* Information supplied

- Opening Delimiter -

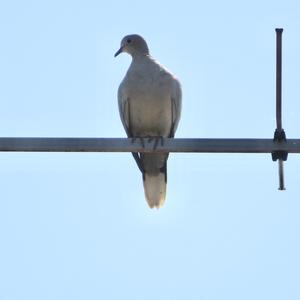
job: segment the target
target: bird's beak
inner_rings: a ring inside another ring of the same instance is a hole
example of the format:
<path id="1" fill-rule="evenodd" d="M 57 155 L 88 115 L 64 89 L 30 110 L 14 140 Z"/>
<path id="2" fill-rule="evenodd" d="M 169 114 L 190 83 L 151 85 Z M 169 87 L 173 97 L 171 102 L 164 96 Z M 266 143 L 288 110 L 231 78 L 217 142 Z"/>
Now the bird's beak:
<path id="1" fill-rule="evenodd" d="M 116 53 L 115 53 L 115 57 L 118 56 L 120 53 L 123 52 L 123 47 L 121 47 Z"/>

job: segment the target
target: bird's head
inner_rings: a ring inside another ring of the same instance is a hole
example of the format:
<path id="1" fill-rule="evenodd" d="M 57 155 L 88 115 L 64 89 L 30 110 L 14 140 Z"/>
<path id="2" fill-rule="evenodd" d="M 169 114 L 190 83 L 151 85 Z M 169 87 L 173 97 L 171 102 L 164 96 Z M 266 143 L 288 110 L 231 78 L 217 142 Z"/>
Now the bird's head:
<path id="1" fill-rule="evenodd" d="M 138 34 L 126 35 L 121 41 L 120 49 L 115 53 L 115 57 L 122 52 L 127 52 L 132 57 L 137 55 L 148 55 L 149 49 L 146 41 Z"/>

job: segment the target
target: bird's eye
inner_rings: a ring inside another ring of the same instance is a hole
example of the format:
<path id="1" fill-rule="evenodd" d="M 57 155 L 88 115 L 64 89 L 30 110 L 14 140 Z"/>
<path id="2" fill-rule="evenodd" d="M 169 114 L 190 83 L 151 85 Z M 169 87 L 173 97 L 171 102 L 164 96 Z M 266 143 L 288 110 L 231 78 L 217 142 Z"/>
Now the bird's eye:
<path id="1" fill-rule="evenodd" d="M 131 39 L 128 39 L 128 40 L 127 40 L 127 44 L 130 44 L 130 43 L 131 43 Z"/>

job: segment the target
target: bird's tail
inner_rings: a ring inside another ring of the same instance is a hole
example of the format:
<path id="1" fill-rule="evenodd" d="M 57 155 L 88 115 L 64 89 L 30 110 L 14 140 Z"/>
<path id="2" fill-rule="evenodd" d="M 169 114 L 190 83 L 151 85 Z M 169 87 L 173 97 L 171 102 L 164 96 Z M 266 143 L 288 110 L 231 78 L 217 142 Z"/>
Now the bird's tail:
<path id="1" fill-rule="evenodd" d="M 166 165 L 160 172 L 143 174 L 145 196 L 150 208 L 160 208 L 166 199 L 167 168 Z"/>

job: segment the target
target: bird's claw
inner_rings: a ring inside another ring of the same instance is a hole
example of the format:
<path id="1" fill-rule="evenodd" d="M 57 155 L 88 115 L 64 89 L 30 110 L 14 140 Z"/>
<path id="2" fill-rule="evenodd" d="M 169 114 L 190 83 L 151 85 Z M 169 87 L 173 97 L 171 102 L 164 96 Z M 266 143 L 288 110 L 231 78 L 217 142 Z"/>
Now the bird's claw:
<path id="1" fill-rule="evenodd" d="M 160 146 L 164 145 L 164 138 L 162 136 L 152 136 L 148 138 L 148 143 L 151 143 L 154 140 L 153 150 L 155 150 L 160 142 Z"/>
<path id="2" fill-rule="evenodd" d="M 133 137 L 133 138 L 131 138 L 131 144 L 133 144 L 136 140 L 139 140 L 142 148 L 145 148 L 144 138 L 139 137 L 139 136 L 138 137 Z"/>
<path id="3" fill-rule="evenodd" d="M 140 137 L 135 136 L 131 138 L 131 143 L 134 144 L 136 140 L 138 140 L 142 146 L 142 148 L 145 148 L 145 139 L 147 139 L 148 143 L 151 143 L 154 140 L 153 150 L 155 150 L 159 143 L 160 146 L 164 145 L 164 137 L 163 136 L 148 136 L 148 137 Z"/>

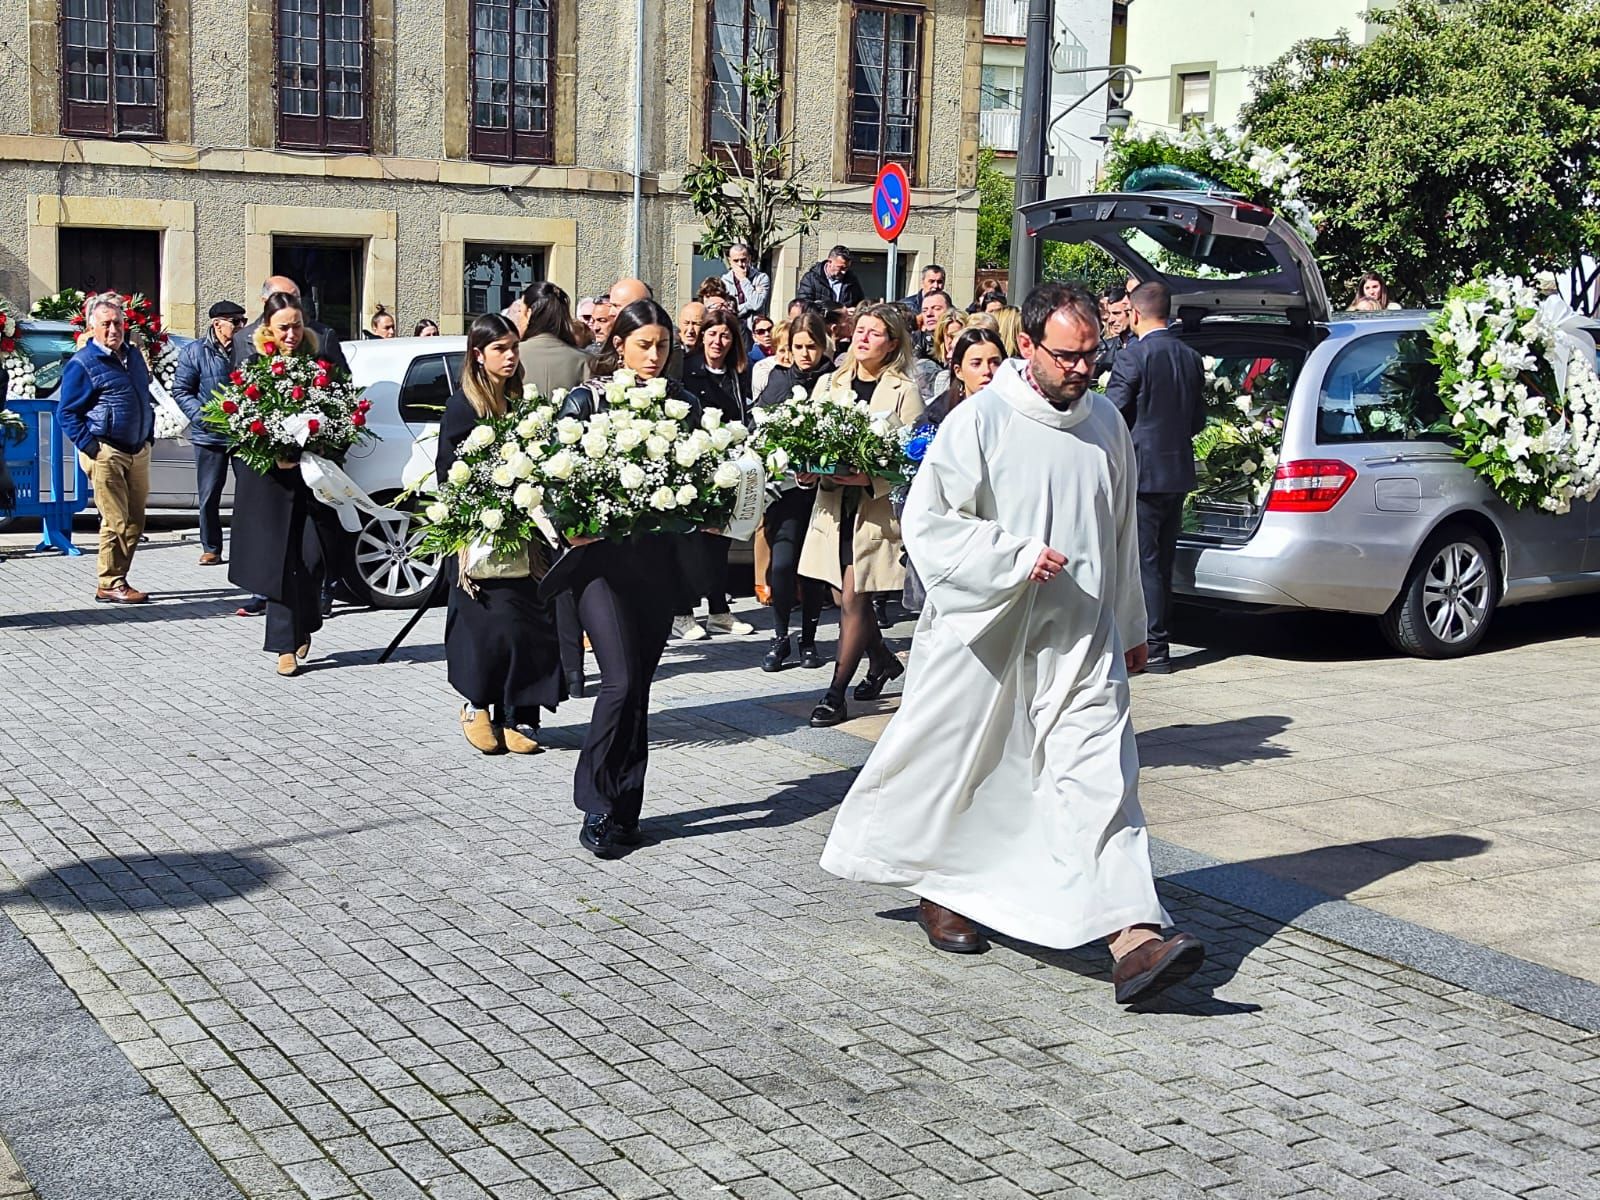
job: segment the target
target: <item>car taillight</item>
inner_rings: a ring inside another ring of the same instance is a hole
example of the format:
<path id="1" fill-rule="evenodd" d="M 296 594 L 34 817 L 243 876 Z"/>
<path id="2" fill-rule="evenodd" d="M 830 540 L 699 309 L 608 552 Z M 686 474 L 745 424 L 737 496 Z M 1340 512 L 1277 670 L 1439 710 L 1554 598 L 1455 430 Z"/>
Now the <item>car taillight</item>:
<path id="1" fill-rule="evenodd" d="M 1336 458 L 1279 463 L 1267 497 L 1269 512 L 1327 512 L 1356 481 L 1356 470 Z"/>

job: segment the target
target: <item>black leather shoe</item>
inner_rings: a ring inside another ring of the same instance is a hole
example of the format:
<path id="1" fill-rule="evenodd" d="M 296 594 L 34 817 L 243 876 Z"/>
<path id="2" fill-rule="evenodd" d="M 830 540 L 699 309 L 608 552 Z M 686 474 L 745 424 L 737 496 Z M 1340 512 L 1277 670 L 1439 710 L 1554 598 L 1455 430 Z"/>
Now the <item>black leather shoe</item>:
<path id="1" fill-rule="evenodd" d="M 318 607 L 321 609 L 324 617 L 333 616 L 333 597 L 324 595 Z"/>
<path id="2" fill-rule="evenodd" d="M 826 729 L 830 725 L 837 725 L 850 716 L 850 710 L 845 707 L 844 697 L 834 699 L 833 696 L 824 696 L 811 710 L 811 724 L 818 729 Z"/>
<path id="3" fill-rule="evenodd" d="M 786 637 L 775 638 L 772 649 L 767 651 L 767 656 L 761 660 L 763 671 L 783 670 L 784 660 L 789 657 L 789 639 Z"/>
<path id="4" fill-rule="evenodd" d="M 639 822 L 619 821 L 611 819 L 611 840 L 619 846 L 637 846 L 644 841 L 644 835 L 639 832 Z"/>
<path id="5" fill-rule="evenodd" d="M 578 830 L 578 845 L 596 858 L 616 858 L 622 853 L 615 822 L 600 813 L 590 813 L 583 818 L 583 828 Z"/>
<path id="6" fill-rule="evenodd" d="M 883 660 L 882 666 L 869 669 L 867 677 L 856 684 L 855 698 L 857 700 L 876 700 L 883 695 L 884 684 L 891 679 L 899 679 L 905 673 L 905 664 L 891 654 Z"/>
<path id="7" fill-rule="evenodd" d="M 1170 658 L 1152 658 L 1144 664 L 1146 675 L 1171 675 L 1172 660 Z"/>
<path id="8" fill-rule="evenodd" d="M 889 615 L 889 598 L 878 596 L 872 601 L 872 611 L 878 618 L 878 628 L 887 629 L 894 624 L 894 618 Z"/>
<path id="9" fill-rule="evenodd" d="M 808 671 L 815 671 L 822 665 L 822 655 L 817 653 L 815 642 L 800 643 L 800 665 Z"/>
<path id="10" fill-rule="evenodd" d="M 582 700 L 583 699 L 583 694 L 584 694 L 583 672 L 582 671 L 568 671 L 567 672 L 567 695 L 572 697 L 572 699 L 574 699 L 574 700 Z"/>

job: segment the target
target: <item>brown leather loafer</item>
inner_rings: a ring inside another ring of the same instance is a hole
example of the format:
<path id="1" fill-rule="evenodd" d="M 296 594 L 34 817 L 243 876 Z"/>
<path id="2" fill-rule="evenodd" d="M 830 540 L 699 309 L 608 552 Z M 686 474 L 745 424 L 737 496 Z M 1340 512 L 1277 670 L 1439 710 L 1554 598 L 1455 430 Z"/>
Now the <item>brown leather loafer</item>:
<path id="1" fill-rule="evenodd" d="M 98 604 L 143 604 L 150 599 L 150 596 L 137 588 L 129 587 L 124 582 L 117 584 L 114 588 L 95 588 L 94 598 Z"/>
<path id="2" fill-rule="evenodd" d="M 524 726 L 524 728 L 527 727 Z M 529 737 L 515 725 L 505 726 L 503 729 L 501 729 L 500 735 L 506 740 L 506 749 L 511 751 L 513 754 L 539 753 L 539 739 Z"/>
<path id="3" fill-rule="evenodd" d="M 200 565 L 202 567 L 214 567 L 221 561 L 222 555 L 218 554 L 215 550 L 207 550 L 200 555 Z"/>
<path id="4" fill-rule="evenodd" d="M 958 912 L 942 904 L 924 900 L 917 905 L 917 924 L 928 935 L 928 944 L 950 954 L 982 954 L 989 948 L 978 927 Z"/>
<path id="5" fill-rule="evenodd" d="M 489 719 L 489 714 L 479 709 L 470 717 L 467 716 L 466 706 L 461 708 L 461 732 L 466 734 L 467 741 L 474 750 L 483 754 L 504 754 L 506 752 L 505 739 L 501 736 L 498 725 Z"/>
<path id="6" fill-rule="evenodd" d="M 278 674 L 286 679 L 300 674 L 300 660 L 292 654 L 278 655 Z"/>
<path id="7" fill-rule="evenodd" d="M 1193 975 L 1205 960 L 1205 943 L 1192 933 L 1152 939 L 1111 968 L 1117 1003 L 1133 1004 L 1159 995 Z"/>

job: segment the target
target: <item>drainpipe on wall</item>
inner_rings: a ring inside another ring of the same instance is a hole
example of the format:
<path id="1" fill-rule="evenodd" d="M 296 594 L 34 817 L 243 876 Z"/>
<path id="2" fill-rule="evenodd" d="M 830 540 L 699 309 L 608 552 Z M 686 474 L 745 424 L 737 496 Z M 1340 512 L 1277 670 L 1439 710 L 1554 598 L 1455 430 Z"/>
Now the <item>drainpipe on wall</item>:
<path id="1" fill-rule="evenodd" d="M 1044 196 L 1045 118 L 1050 111 L 1050 49 L 1055 29 L 1053 0 L 1028 0 L 1027 48 L 1022 57 L 1022 117 L 1017 137 L 1015 203 Z M 1006 290 L 1022 299 L 1039 280 L 1039 242 L 1028 236 L 1022 214 L 1011 214 L 1011 273 Z"/>
<path id="2" fill-rule="evenodd" d="M 644 278 L 641 226 L 644 222 L 644 6 L 635 0 L 633 13 L 633 277 Z"/>

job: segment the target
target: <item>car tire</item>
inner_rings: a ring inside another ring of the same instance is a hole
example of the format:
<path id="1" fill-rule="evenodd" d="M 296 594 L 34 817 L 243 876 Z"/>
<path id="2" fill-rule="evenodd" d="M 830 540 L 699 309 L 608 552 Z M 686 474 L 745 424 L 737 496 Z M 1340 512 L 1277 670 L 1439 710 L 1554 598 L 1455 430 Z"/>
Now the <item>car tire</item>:
<path id="1" fill-rule="evenodd" d="M 1379 624 L 1402 653 L 1460 658 L 1483 641 L 1499 603 L 1499 556 L 1482 534 L 1448 526 L 1424 544 Z"/>
<path id="2" fill-rule="evenodd" d="M 393 498 L 375 497 L 380 504 Z M 400 510 L 400 511 L 403 511 Z M 361 516 L 355 549 L 345 583 L 359 602 L 373 608 L 418 608 L 427 599 L 439 573 L 437 559 L 411 557 L 422 531 L 408 521 L 402 530 L 392 519 Z"/>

- Closing Delimiter -

* Directions
Reproduce exactly the lines above from the line with "target: bird's head" to the line with "target: bird's tail", including both, and add nothing.

* Output for this exercise
target: bird's head
inner_rings: a ring inside another ring of the same instance is a hole
example of the format:
<path id="1" fill-rule="evenodd" d="M 57 155 L 88 115 L 64 89 L 30 110 L 14 140 Z"/>
<path id="2" fill-rule="evenodd" d="M 169 114 L 190 83 L 151 85 Z M 169 87 L 173 97 L 171 102 L 164 96 Z M 266 143 L 288 110 L 231 78 L 217 142 Z"/>
Now the bird's head:
<path id="1" fill-rule="evenodd" d="M 138 34 L 126 35 L 121 41 L 120 49 L 115 53 L 115 57 L 122 52 L 127 52 L 132 57 L 137 55 L 148 55 L 149 49 L 146 41 Z"/>

job: segment the target
target: bird's eye
inner_rings: a ring inside another ring of the same instance is a hole
example of the format:
<path id="1" fill-rule="evenodd" d="M 57 155 L 88 115 L 64 89 L 30 110 L 14 140 Z"/>
<path id="2" fill-rule="evenodd" d="M 169 114 L 190 83 L 151 85 Z M 169 87 L 173 97 L 171 102 L 164 96 Z M 266 143 L 288 110 L 231 78 L 217 142 Z"/>
Now the bird's eye:
<path id="1" fill-rule="evenodd" d="M 131 39 L 128 39 L 128 40 L 127 40 L 127 44 L 130 44 L 130 43 L 131 43 Z"/>

job: segment the target
target: bird's tail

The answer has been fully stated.